Word for word, repeat the data that follows. Do not include the pictures.

* _Raw data_:

# # # # # # #

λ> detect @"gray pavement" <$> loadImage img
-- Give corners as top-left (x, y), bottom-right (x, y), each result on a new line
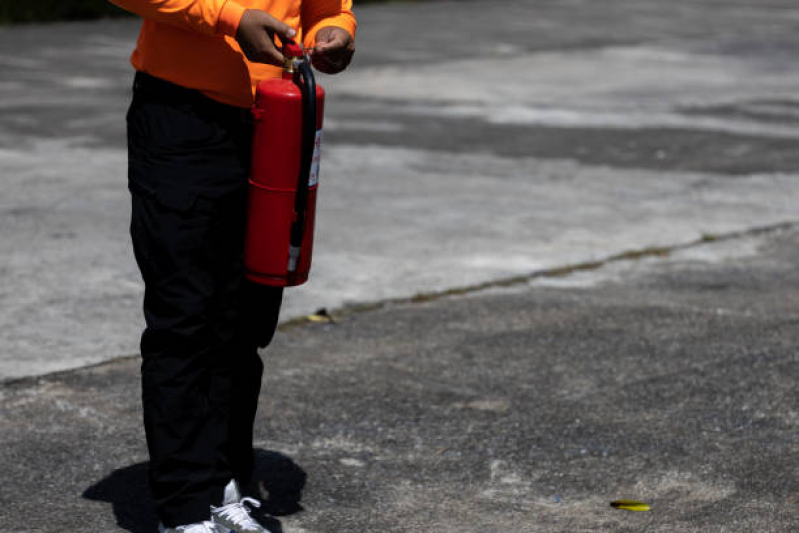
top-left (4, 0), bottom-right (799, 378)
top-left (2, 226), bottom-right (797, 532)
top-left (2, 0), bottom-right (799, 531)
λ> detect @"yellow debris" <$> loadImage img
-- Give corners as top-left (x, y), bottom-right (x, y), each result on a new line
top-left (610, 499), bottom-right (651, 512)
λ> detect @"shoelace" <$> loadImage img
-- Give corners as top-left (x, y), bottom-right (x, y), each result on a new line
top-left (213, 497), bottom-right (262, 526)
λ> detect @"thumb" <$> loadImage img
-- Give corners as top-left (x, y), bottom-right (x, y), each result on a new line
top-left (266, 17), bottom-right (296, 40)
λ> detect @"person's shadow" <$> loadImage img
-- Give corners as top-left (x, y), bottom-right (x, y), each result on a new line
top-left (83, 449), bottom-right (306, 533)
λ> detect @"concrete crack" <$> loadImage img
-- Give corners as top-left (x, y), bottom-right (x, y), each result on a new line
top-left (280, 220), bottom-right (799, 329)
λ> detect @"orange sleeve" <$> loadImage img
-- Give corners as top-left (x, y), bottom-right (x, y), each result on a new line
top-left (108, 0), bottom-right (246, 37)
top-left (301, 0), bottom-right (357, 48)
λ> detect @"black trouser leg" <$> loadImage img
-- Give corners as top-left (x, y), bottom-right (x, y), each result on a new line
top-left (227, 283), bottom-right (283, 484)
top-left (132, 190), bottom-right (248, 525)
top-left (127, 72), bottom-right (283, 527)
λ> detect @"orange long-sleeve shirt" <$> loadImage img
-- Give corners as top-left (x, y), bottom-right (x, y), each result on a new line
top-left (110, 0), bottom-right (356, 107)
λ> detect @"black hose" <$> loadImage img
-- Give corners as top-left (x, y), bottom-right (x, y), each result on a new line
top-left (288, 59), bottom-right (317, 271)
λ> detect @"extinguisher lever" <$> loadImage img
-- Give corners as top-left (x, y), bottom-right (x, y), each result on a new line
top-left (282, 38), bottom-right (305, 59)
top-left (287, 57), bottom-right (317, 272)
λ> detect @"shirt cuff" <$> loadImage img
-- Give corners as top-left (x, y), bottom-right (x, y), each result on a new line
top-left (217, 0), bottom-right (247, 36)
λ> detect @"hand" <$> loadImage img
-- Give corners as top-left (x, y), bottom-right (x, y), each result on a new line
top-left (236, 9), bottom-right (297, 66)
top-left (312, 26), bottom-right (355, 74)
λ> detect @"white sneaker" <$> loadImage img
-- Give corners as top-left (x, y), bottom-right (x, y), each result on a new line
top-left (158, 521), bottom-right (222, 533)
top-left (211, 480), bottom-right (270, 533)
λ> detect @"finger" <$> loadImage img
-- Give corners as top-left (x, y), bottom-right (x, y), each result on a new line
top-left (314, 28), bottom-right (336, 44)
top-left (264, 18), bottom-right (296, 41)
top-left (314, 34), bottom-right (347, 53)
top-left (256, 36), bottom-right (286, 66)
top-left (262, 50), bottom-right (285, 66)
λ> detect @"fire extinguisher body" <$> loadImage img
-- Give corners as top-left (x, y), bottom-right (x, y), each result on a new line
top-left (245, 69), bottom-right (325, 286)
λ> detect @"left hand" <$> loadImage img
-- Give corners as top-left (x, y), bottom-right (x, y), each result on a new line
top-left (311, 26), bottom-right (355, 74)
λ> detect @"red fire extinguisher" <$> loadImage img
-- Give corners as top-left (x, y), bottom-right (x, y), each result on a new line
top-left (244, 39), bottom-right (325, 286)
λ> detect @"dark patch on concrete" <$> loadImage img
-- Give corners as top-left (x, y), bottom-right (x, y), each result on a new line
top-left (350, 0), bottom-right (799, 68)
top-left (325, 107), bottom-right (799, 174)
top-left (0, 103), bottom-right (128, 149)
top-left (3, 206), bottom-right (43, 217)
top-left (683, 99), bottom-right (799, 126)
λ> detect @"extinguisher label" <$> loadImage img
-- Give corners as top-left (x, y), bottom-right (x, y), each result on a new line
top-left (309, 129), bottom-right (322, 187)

# # # # # # #

* _Solution for this exercise_:
λ> detect @"gray pavement" <$> loadImage img
-- Give corners as top-left (x, y), bottom-right (x, y), each result on a new line
top-left (4, 0), bottom-right (799, 378)
top-left (2, 226), bottom-right (797, 532)
top-left (2, 0), bottom-right (799, 531)
λ> detect @"yellow debris" <$> loadImage img
-- Give corners as top-left (x, y), bottom-right (x, y), each result on a new line
top-left (610, 499), bottom-right (651, 512)
λ> detect @"shoelace" <$> loadImage img
-- Give corners as top-left (x, y), bottom-right (x, y), each result on a new line
top-left (213, 497), bottom-right (262, 526)
λ> detect @"thumb" <$> loadImage img
-- Give corners as top-left (x, y), bottom-right (x, y), each result on a new line
top-left (266, 17), bottom-right (296, 40)
λ> detect @"person's shadow" <$> loadImage img
-- Give corners as top-left (x, y), bottom-right (x, y), each result on a new line
top-left (83, 449), bottom-right (306, 533)
λ> detect @"concrete crack" <$> loadImage img
-- Give corners as top-left (x, y), bottom-right (x, y), each result on a new line
top-left (280, 220), bottom-right (799, 329)
λ> detect @"orange sleeve" <$> loadImage img
-- Give corners as top-left (x, y), bottom-right (x, y), each result on a new line
top-left (108, 0), bottom-right (246, 37)
top-left (301, 0), bottom-right (357, 48)
λ> detect @"black trouser leg" <$> loadImage img
-- Give corners as top-left (x, y), bottom-right (x, y), each result on a new line
top-left (227, 283), bottom-right (283, 484)
top-left (132, 190), bottom-right (248, 525)
top-left (127, 72), bottom-right (283, 527)
λ> detect @"orange long-sleeve shirt" <$> loadImage img
-- Give corners as top-left (x, y), bottom-right (x, y), each result on a new line
top-left (110, 0), bottom-right (356, 107)
λ> detect @"black hose" <$> loadImage img
-- Give corners as top-left (x, y), bottom-right (x, y), each result on a new line
top-left (288, 59), bottom-right (317, 271)
λ> detect @"extinguisher lever" <$> loadImage img
-- Give corners as top-left (x, y), bottom-right (x, y), each result on a new line
top-left (282, 38), bottom-right (305, 59)
top-left (287, 57), bottom-right (317, 272)
λ> detect @"shirt cuff" <$> loadImage img
-- Give corners as top-left (x, y), bottom-right (x, y), each result on a new line
top-left (217, 0), bottom-right (247, 36)
λ> detect @"hand" <$> loadImage img
-- Give corners as top-left (x, y), bottom-right (x, y), each result on a new line
top-left (236, 9), bottom-right (297, 66)
top-left (312, 26), bottom-right (355, 74)
λ> detect @"white sneaker" <$> loadImage img
-- Give corners as top-left (x, y), bottom-right (x, y), each result on a new line
top-left (158, 521), bottom-right (222, 533)
top-left (211, 480), bottom-right (270, 533)
λ> detect @"finger" <$> loadImage img
-- Give corners as top-left (x, y), bottom-right (x, y), each result on a new line
top-left (314, 28), bottom-right (336, 44)
top-left (264, 18), bottom-right (296, 41)
top-left (314, 34), bottom-right (347, 53)
top-left (256, 36), bottom-right (286, 66)
top-left (262, 50), bottom-right (285, 66)
λ> detect @"fire extinguisher body" <$> loadImage img
-- Give corners as top-left (x, y), bottom-right (x, y), each result on a new line
top-left (245, 69), bottom-right (325, 286)
λ> detect @"left hand" <$> loadImage img
-- Give corners as top-left (x, y), bottom-right (x, y), each result on a new line
top-left (311, 26), bottom-right (355, 74)
λ> detect @"red fire extinguisher" <$> loadImage img
-- Give corners as top-left (x, y), bottom-right (x, y), each result on a new line
top-left (244, 39), bottom-right (325, 286)
λ> detect @"dark patch on concrete" <$> loadImage img
-- Give corners as top-left (x, y), bottom-right (x, y), each result on a new line
top-left (350, 0), bottom-right (799, 68)
top-left (325, 107), bottom-right (799, 174)
top-left (0, 103), bottom-right (128, 149)
top-left (3, 206), bottom-right (43, 217)
top-left (683, 99), bottom-right (799, 126)
λ> detect @"extinguisher label" <$> loadImage img
-- Give corners as top-left (x, y), bottom-right (x, y), each result on a new line
top-left (309, 129), bottom-right (322, 187)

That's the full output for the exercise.